**What is expected**
In the forum post about creating a Hive external table on an AWS EMR cluster, what storage format does the table definition specify?

**Document**
Reputation: 51

Unable to create external table using hive in aws EMR cluster where location pointing to some S3 location

I am trying to create an external table using hive service of AWS EMR cluster. Here, This external table is pointing to some S3 location. Below is my create table definition :

EXTERNAL TABLE if not exists Myschema.MyTable
(
   columnA INT,
   columnB INT, 
   columnC String, 
)
partitioned BY ( columnD INT )
STORED AS PARQUET
LOCATION 's3://{bucket-locaiton}/{key-path}/';

Below is the Exception I am getting :

2019-04-11T14:44:59,449 INFO  [6a95bad7-18e7-49de-856d-43219b7c5069 main([])]: util.PlatformInfo (PlatformInfo.java:getJobFlowId(54)) - Unable to read clusterId from http://localhost:8321/configuration, trying extra instance data file: /var/lib/instance-controller/extraInstanceData.json
2019-04-11T14:44:59,450 INFO  [6a95bad7-18e7-49de-856d-43219b7c5069 main([])]: util.PlatformInfo (PlatformInfo.java:getJobFlowId(61)) - Unable to read clusterId from /var/lib/instance-controller/extraInstanceData.json, trying EMR job-flow data file: /var/lib/info/job-flow.json
2019-04-11T14:44:59,450 INFO  [6a95bad7-18e7-49de-856d-43219b7c5069 main([])]: util.PlatformInfo (PlatformInfo.java:getJobFlowId(69)) - Unable to read clusterId from /var/lib/info/job-flow.json, out of places to look
2019-04-11T14:45:01,073 INFO  [6a95bad7-18e7-49de-856d-43219b7c5069 main([])]: conf.HiveConf (HiveConf.java:getLogIdVar(3956)) - Using the default value passed in for log id: 6a95bad7-18e7-49de-856d-43219b7c5069
2019-04-11T14:45:01,073 INFO  [6a95bad7-18e7-49de-856d-43219b7c5069 main([])]: session.SessionState (SessionState.java:resetThreadName(432)) - Resetting thread name to  main
2019-04-11T14:45:01,072 ERROR [6a95bad7-18e7-49de-856d-43219b7c5069 main([])]: ql.Driver (SessionState.java:printError(1126)) - FAILED: $ComputationException java.lang.ArrayIndexOutOfBoundsException: 16227
com.amazon.ws.emr.hadoop.fs.shaded.com.google.inject.internal.util.$ComputationException: java.lang.ArrayIndexOutOfBoundsException: 16227
        at com.amazon.ws.emr.hadoop.fs.shaded.com.google.inject.internal.util.$MapMaker$StrategyImpl.compute(MapMaker.java:553)

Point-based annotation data
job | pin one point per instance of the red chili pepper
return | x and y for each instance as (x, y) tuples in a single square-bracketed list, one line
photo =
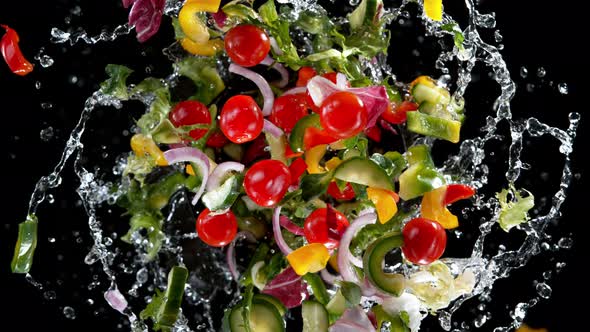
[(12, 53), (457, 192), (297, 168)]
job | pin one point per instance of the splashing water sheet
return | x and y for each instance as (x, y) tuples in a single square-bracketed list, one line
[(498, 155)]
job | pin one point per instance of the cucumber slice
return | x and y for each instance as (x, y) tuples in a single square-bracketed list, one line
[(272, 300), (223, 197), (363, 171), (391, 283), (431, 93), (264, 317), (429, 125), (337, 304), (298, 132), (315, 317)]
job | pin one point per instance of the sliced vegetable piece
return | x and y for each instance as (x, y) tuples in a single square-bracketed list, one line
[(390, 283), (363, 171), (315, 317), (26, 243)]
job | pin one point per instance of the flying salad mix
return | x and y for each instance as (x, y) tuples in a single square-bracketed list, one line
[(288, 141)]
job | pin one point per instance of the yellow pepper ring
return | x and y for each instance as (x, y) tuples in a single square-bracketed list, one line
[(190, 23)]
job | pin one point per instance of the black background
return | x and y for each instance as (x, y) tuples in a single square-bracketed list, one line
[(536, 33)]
---
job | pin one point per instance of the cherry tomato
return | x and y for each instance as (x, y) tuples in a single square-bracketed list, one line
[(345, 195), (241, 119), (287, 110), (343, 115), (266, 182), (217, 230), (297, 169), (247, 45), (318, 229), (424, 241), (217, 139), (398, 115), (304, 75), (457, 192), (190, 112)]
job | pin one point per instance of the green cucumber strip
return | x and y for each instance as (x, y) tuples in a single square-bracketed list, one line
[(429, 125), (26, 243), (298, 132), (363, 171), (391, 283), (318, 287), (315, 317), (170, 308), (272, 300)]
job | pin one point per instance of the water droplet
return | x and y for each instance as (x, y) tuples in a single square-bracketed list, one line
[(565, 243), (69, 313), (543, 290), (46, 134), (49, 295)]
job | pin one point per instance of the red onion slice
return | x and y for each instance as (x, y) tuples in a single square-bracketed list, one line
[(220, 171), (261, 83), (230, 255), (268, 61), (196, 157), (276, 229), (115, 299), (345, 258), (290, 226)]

**Result for this task**
PARQUET